◆ INSTRUCTION ◆
Reproduce every line of the listing that follows without alteration.

--- Start SOURCE MATERIAL ---

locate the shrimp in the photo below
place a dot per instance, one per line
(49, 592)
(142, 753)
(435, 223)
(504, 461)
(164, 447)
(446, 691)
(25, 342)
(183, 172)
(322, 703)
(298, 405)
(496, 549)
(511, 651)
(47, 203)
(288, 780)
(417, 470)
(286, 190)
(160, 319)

--- End SOURCE MATERIAL ---

◆ EXERCISE ANSWER ◆
locate the shrimp in the photo below
place a dot per instance, one per line
(49, 592)
(142, 753)
(435, 223)
(504, 461)
(164, 447)
(446, 691)
(25, 342)
(183, 172)
(322, 703)
(298, 405)
(496, 549)
(511, 651)
(47, 203)
(288, 780)
(417, 470)
(286, 190)
(160, 319)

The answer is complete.